STORED DATA:
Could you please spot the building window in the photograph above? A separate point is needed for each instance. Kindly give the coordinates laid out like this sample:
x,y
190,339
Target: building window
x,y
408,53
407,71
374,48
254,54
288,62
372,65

WHAT NEEDS TO BE DONE: All of the material above needs repeating. Keep it exact.

RESULT OF THIS TASK:
Could you please spot the building window in the photograph above? A separate point is needed for each instance. Kindly give the coordinates laid out like this sample:
x,y
190,339
Target: building window
x,y
408,53
407,71
374,48
254,54
288,62
372,65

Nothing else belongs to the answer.